[begin Data in this exercise]
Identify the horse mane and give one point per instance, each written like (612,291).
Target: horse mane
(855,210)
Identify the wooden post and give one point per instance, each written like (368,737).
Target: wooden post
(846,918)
[end Data in this exercise]
Given request:
Copy out the material word for word and line for line.

Final result:
Identify the horse mane and give one point per instance, each written like (612,291).
Target: horse mane
(855,210)
Identify the wooden post and give one point per instance, each written like (368,737).
Target: wooden post
(846,918)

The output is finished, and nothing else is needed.